### What this task involves
Exactly as written, transcribe the lines that run from the one containing "One point marks each instance of the tangled" to the end of the records below.

### Working data
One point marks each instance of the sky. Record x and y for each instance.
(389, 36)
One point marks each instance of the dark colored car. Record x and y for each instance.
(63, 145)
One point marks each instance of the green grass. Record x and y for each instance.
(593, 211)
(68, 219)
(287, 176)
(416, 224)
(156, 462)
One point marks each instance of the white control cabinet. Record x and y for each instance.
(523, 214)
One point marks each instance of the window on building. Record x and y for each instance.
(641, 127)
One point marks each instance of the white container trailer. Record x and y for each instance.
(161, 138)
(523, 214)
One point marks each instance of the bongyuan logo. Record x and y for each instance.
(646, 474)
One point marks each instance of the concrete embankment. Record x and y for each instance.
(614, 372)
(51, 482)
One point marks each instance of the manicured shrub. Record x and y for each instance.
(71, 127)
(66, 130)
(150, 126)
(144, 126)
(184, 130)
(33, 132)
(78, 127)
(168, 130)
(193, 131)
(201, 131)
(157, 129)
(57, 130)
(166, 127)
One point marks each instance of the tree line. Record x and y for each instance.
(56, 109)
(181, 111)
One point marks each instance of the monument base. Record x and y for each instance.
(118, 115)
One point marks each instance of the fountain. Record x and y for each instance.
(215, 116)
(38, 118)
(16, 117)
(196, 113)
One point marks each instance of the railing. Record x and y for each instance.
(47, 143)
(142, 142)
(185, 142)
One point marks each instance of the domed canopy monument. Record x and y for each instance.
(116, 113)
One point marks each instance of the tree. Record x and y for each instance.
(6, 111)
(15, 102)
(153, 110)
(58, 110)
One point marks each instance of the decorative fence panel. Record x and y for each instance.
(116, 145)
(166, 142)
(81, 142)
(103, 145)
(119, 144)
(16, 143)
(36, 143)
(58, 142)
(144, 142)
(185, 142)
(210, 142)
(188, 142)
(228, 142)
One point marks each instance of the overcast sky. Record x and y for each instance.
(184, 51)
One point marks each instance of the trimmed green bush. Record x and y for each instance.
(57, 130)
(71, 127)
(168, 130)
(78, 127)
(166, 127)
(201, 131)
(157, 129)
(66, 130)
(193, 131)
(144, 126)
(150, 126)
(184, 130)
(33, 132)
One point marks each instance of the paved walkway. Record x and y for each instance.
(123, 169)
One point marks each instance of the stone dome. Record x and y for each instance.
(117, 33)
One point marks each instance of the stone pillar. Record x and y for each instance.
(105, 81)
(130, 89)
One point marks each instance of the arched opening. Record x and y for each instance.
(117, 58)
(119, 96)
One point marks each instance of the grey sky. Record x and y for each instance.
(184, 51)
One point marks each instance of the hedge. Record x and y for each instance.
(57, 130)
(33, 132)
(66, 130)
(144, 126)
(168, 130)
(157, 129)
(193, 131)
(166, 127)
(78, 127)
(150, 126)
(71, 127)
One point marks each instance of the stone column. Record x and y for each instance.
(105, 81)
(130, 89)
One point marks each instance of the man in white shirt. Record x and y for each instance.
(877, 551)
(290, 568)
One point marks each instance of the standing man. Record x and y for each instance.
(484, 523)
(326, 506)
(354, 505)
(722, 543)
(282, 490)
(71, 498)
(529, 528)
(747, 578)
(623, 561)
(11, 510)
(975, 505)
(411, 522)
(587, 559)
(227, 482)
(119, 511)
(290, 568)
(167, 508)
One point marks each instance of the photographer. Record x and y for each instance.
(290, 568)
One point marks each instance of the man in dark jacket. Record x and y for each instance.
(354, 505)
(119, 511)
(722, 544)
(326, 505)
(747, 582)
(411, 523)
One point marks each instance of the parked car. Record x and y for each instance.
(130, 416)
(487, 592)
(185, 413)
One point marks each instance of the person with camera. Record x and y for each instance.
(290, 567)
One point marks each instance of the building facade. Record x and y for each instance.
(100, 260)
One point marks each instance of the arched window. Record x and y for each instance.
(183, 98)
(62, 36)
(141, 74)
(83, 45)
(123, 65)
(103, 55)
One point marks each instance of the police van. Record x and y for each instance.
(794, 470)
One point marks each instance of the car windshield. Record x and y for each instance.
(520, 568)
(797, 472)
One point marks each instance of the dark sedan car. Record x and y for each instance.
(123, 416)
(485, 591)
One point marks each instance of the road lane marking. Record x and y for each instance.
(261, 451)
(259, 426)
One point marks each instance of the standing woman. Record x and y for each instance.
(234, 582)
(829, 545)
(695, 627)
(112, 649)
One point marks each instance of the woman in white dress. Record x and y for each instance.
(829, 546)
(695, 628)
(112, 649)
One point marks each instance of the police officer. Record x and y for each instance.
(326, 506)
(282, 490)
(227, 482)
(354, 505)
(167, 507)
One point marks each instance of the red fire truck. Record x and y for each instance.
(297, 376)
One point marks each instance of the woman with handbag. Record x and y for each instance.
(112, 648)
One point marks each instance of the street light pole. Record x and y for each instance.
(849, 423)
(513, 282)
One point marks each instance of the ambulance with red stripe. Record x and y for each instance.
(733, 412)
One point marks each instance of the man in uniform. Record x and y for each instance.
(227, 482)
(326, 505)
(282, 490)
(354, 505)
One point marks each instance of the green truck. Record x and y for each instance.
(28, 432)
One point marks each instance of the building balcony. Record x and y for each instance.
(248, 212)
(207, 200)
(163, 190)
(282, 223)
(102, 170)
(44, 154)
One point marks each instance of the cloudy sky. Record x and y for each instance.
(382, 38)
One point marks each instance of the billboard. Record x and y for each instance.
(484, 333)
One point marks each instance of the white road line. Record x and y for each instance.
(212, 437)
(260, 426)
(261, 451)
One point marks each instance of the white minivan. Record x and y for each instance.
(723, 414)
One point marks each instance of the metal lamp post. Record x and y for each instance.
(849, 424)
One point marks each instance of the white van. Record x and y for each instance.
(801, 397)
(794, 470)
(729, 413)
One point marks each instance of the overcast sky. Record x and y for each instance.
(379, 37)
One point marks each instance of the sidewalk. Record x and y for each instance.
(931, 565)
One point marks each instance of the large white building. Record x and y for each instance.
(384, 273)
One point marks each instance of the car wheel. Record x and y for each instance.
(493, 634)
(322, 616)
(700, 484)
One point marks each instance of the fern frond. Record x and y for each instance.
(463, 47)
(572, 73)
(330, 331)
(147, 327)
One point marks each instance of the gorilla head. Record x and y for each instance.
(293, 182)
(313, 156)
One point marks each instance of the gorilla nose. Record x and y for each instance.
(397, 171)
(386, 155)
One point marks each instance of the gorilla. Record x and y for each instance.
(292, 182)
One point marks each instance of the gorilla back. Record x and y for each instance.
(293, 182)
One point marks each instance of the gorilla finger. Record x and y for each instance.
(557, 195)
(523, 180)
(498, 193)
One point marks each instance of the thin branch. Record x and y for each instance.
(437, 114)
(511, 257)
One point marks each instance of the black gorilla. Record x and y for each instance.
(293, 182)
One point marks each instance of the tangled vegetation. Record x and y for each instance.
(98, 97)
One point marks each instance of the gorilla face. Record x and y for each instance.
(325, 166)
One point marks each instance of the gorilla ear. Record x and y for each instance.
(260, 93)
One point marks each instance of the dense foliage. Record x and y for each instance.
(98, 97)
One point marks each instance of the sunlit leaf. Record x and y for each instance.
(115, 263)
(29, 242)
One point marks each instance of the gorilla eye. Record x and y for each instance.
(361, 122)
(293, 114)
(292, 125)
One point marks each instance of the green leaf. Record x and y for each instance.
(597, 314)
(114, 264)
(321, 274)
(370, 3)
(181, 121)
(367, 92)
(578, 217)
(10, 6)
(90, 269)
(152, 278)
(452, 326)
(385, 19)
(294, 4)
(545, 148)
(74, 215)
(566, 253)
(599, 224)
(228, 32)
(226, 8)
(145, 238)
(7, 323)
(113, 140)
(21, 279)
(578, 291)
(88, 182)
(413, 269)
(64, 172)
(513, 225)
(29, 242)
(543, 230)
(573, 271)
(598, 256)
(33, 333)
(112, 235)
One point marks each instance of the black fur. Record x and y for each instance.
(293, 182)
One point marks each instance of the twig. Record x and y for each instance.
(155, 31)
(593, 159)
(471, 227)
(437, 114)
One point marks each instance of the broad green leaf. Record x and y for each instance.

### Response
One point marks each instance of the tangled vegetation. Record x and y for each instance.
(98, 97)
One point marks each instance of the gorilla face. Record x and y for each instance.
(325, 166)
One point marks each instance of the gorilla ear. Record x and y for each instance.
(260, 93)
One point marks each instance of the dense foliage. Record x and y for each instance.
(98, 97)
One point marks each instance of the sunlit leaf. Record x and y for each instance.
(115, 263)
(29, 242)
One point marks each instance of the gorilla eye. Record x and y for each instance.
(361, 122)
(293, 114)
(292, 125)
One point marks each instance of the green leaf. Record x and y for each instance.
(597, 314)
(114, 264)
(321, 274)
(370, 3)
(181, 121)
(367, 92)
(578, 217)
(10, 6)
(90, 269)
(152, 278)
(452, 326)
(385, 19)
(294, 4)
(545, 148)
(74, 215)
(566, 253)
(599, 224)
(228, 32)
(226, 8)
(145, 238)
(7, 323)
(113, 140)
(21, 279)
(578, 291)
(88, 182)
(413, 269)
(64, 172)
(513, 225)
(29, 242)
(543, 230)
(573, 271)
(598, 256)
(33, 333)
(112, 235)
One point marks each instance of the black fur. Record x and y for each instance.
(293, 182)
One point marks each instance of the twig. Record x and y for each instance.
(155, 31)
(593, 159)
(471, 227)
(437, 114)
One point marks each instance of the broad green leaf. Record x and y for each instance.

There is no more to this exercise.